Mic's Research Interests
This page is an informal description of my research interests, without
references. To access a list of my papers, most of which are
available online, please go here.
My general research area is the theory of computation. First I
present a little history of my interests, and then I list some open
problems. I welcome inquiries about the topics listed here.
History of Interests
I have had a wide variety of specific research interests, usually
influenced by the colleagues I could find.
- As a graduate student fishing around for problems, I wrote a nice
paper with David Peleg (long distance) on constructing near-optimal
broadcast graphs, based on generalized Fibonacci numbers. A remaining
open problem is to reduce the large constant factors, especially in
the bounded-degree case.
- I finished my thesis at MIT in 1991, supervised by Michael
Sipser. The thesis gave a framework for studying monotone
computation, and more specifically it proved a circuit depth lower
bound for a problem in the monotone analogue of LOGSPACE. Although a
few nice open problems remain in this area (see one below), interest
has waned as it became clear that the methods appropriate for monotone
circuits would not help with more general models of computation.
- I met Leo Guibas at MIT, and for a couple of years attended his
(now defunct) DEC SRC summer workshops on computational geometry. I
got a few papers from that, and also a nice bag of algorithmic tricks.
- Since my graduate days I have been interested in the Traveling
Salesman Problem (TSP) and similar metrical optimzation problems. At
MIT I worked with Dimitris Bertsimas analyzing a simple geometric
heuristic.
At UCSD I worked with Christos Papadimitriou and Elias Koutsoupias on
a polynomial time approximation scheme for TSP in planar graphs (at
first unweighted). I like to think that some of our ideas inspired
Sanjeev Arora's geometric result.
- Also at UCSD I worked with Christos and Dimitris Papadias on
topological constraint satisfaction problems. This led Christos and I
to the problem of planar map graphs, which is a very thorny topic.
After much effort we thought (through many case analyses) that we
probably had a result, however nothing happened until Christos
enlisted Zhizhong Chen (visiting UCB). Chen had the fortitude and
skill to actually work out and write down the voluminous details for
the case of four-planar maps.
Recently (1998 FOCS), Mikkel Thorup found a much more managable
approach to the general problem, using PQ-trees to encode constraints
on subproblems.
- In my graduate days I studied symmetric group representations,
and I soon realized a possible application of that machinery to the
graph automorphism problem on quantum computers, basically by doing a
fast group FFT, as done by Shor (and earlier Simon) over abelian
groups.
The transform step is indeed efficient on quantum machines, as
already claimed by others. I have discussed the problem with various
researchers, recently Leonard Schulman (nearby at GaTech), but the
apparent result is that for this problem, the FFT does not give you
enough information. That is, the "signal" remains exponentially
small, at least for the tests we considered.

§ **Task list**:
**1)** According to the research interests page, where and in what year was the thesis finished?
**2)** Rewrite everything from "Mic's Research Interests" down to "topics listed here." in the research interests page, replacing "theory of computation" with "foundations of computing".
**3)** Extend the research interests page with new writing that picks up after its final sentence.
The lines after this point come from a different source.

§ **Data section**:
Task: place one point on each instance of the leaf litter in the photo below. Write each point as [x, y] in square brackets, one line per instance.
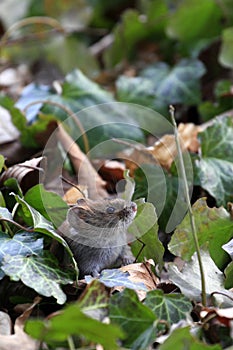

§ **Expected answers**:
**1)** At MIT in 1991.

**2)**
Mic's Research Interests
This page is an informal description of my research interests, without
references. To access a list of my papers, most of which are
available online, please go here.
My general research area is the foundations of computing. First I
present a little history of my interests, and then I list some open
problems. I welcome inquiries about the topics listed here.

**3)**
- I have pursued several interdisciplinary projects at Emory. I
was involved in the design stage of the CCF Project (a CSCW framework
for natural scientists), and also planning for the Theory side of
Emory's PMACS
program. I helped a physiologist with a computational cell-probe
proposal, although that is currently on a back-burner.
- With the goal of extending the TSP PTAS results to further
metrics (and to other optimization problems), I have been thinking
about spanner and separator results for various kinds of graphical and
geometric metrics. A few partial results motivate two of the open
problems below.
Open Problems
Here are some open problems (of varying quality),
I continue to put some effort into most of these.
- From my thesis: prove lower bounds on monotone bounded width
branching programs. In particular, show they need superpolynomial
size to compute majority. We know quadratic.
- Prove superlinear bounds for CAD formulae, for example for the
parity or majority of n halfspaces in low dimensions (the plane or
3-space, for example). Some patterns like the checkerboard do have a
linear size formula, so part of the problem is finding a difficult
arrangement; a random arrangement is probably enough.
- Show that for any ordering of the vertices of an N by N grid,
some subset S has an induced tour with length Omega(log N) times
optimal. Even w(1) would be interesting. I can show this for
orderings defined by a wide class of space-filling curves. I have
some old partial results on this, and it feels "nearly proven".
- Given a connected planar graph G with positive edge weights, the
shortest path lengths define a metric space on its vertices. Given a
subset S of the vertices and positive parameter epsilon, I would like
a subgraph H of G such that distances in H are within 1+epsilon of the
original distances in G. The question is, can we bound the total
weight of H by MST(S) f(epsilon), where f is some arbitrary function?
Here MST(S) means the weight of a minimum spanning tree for set S.
- One may ask a very similar question in the plane with obstacles;
that is, you have some polygonal obstacles which the shortest paths
must avoid. Given S, you want to find some obstacle-avoiding graph H
that spans S and has all distances in H at most 1+epsilon of the best
possible. Again, can we bound the total edge length of H in terms of
MST(S) and some function of epsilon? H may have many Steiner points,
up to some polynomial number is ok.
- We have a separator theorem for planar graphs, where the
separator is a subgraph (vertices and edges) rather than just a set of
vertices, and we have a linear tradeoff between the weight of the
separator and its number of connected components. Can this result be
generalized to families of graphs with a forbidden minor (say
K5)?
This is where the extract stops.